### 課題の目標
歯磨きについての抜粋本文のうち、「僕自身、こうした活発な論議に」を含む箇所から始めて「う必要があるということです。」までを、一字も変えずに返すこと。

歯医者さんの一服
歯医者さんの一服日記

2007年09月27日(木) いつまで親が仕上げ歯磨きをするべきか?

昨夜、地元歯科医師会の中で勉強会があり参加してきました。勉強会には若手の先生が多かったのですが、皆勉強熱心で活発な意見のやり取りがなされました。
僕自身、こうした活発な論議にはいつも刺激を受けます。自分と同世代や後輩の先生が大半を占めていた気軽さもあってか、僕も日頃考えていたことを積極的に伝えることができたように思います。

さて、昨夜の勉強会の話題の中心は歯の予防についてでした。歯がむし歯や歯周病に侵されないためには、歯医者での治療だけでなく、患者さんの常日頃からの歯磨きが大切ですが、成長途中の子供の場合、どのように対処すればよいか?ある程度の年齢までは親が責任を持って子供の歯磨きの面倒をみていかないといけません。具体的には、子供が歯を磨いた後に親が子供の口の中をチェックし、仕上げ歯磨きを行う必要があるということです。

### 提示資料
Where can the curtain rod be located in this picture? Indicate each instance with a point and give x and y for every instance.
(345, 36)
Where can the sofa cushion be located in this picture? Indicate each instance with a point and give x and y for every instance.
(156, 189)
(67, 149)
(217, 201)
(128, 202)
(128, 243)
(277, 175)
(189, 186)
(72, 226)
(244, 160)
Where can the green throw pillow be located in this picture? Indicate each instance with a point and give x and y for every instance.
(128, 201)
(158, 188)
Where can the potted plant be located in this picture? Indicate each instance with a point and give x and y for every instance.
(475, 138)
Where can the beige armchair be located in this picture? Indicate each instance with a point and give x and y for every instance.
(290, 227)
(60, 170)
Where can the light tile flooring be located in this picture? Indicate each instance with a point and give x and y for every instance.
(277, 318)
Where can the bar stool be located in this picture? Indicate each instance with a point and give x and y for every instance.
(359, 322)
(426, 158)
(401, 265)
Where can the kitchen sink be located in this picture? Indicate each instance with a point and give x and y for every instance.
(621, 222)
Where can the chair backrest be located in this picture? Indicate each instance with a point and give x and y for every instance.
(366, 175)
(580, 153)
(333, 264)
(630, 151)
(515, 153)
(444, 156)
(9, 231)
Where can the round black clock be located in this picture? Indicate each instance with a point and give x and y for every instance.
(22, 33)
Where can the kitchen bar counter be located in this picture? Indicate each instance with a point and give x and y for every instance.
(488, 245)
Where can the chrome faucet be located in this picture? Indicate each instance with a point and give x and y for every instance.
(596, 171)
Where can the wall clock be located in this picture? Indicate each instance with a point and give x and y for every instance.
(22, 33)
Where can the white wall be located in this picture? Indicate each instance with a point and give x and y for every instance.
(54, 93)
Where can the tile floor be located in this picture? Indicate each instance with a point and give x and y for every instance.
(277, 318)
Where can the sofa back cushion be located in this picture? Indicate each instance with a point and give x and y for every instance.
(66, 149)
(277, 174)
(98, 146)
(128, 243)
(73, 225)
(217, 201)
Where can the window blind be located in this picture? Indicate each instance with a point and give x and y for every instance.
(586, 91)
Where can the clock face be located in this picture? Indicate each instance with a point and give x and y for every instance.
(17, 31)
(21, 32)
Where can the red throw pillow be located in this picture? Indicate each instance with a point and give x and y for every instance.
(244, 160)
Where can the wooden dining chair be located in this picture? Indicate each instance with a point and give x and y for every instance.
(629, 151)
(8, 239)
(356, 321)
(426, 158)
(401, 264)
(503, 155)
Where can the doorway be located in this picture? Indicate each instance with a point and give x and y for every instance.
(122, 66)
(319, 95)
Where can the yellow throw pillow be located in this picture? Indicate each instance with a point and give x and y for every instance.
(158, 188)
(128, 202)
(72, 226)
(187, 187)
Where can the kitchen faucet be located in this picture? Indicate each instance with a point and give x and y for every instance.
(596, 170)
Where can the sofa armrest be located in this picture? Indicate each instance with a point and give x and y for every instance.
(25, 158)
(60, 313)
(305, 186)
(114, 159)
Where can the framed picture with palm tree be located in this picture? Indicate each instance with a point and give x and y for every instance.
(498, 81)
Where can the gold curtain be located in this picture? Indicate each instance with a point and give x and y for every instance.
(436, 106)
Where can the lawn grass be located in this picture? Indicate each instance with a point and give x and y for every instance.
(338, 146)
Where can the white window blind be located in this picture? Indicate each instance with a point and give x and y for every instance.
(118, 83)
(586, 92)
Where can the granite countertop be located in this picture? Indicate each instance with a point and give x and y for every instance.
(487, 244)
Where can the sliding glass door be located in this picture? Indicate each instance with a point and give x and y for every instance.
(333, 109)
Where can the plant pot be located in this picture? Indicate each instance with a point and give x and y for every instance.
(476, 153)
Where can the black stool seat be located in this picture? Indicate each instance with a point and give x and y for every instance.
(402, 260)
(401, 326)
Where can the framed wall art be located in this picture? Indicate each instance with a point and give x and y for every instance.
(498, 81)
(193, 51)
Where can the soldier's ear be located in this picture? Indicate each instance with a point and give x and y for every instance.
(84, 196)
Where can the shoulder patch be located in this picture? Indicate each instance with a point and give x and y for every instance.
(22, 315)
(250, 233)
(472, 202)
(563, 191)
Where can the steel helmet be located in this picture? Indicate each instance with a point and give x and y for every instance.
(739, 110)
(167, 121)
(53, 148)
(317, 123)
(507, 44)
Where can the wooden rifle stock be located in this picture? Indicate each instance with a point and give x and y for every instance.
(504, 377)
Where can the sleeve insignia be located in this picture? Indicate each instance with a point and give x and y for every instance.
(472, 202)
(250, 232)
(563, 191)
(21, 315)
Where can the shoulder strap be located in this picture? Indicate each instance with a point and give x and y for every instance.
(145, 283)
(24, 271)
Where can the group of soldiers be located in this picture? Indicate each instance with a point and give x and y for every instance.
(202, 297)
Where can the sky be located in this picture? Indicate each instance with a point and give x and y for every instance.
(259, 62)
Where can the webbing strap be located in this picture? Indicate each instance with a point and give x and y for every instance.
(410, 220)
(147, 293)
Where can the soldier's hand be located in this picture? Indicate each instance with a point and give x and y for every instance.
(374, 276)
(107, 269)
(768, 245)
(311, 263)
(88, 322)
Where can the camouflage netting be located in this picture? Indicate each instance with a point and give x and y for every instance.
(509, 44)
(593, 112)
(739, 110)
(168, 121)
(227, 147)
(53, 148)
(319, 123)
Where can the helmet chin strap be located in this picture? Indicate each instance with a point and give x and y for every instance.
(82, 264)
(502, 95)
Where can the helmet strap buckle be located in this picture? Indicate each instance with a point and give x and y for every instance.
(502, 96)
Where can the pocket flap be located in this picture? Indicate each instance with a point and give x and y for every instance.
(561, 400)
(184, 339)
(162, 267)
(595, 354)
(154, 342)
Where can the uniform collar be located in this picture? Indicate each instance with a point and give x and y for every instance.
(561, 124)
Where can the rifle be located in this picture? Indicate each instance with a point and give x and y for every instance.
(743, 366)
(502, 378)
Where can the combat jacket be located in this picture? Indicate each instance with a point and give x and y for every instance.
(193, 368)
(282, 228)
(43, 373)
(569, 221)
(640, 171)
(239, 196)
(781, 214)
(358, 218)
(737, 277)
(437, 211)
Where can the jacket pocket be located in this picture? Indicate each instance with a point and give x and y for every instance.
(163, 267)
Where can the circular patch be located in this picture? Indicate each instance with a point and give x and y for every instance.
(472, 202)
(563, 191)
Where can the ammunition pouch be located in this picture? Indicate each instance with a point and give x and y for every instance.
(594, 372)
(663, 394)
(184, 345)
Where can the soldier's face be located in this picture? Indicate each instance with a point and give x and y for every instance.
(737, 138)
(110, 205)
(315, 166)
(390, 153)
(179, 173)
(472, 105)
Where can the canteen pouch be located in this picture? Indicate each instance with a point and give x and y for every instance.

### 課題の解答
僕自身、こうした活発な論議にはいつも刺激を受けます。自分と同世代や後輩の先生が大半を占めていた気軽さもあってか、僕も日頃考えていたことを積極的に伝えることができたように思います。

さて、昨夜の勉強会の話題の中心は歯の予防についてでした。歯がむし歯や歯周病に侵されないためには、歯医者での治療だけでなく、患者さんの常日頃からの歯磨きが大切ですが、成長途中の子供の場合、どのように対処すればよいか?ある程度の年齢までは親が責任を持って子供の歯磨きの面倒をみていかないといけません。具体的には、子供が歯を磨いた後に親が子供の口の中をチェックし、仕上げ歯磨きを行う必要があるということです。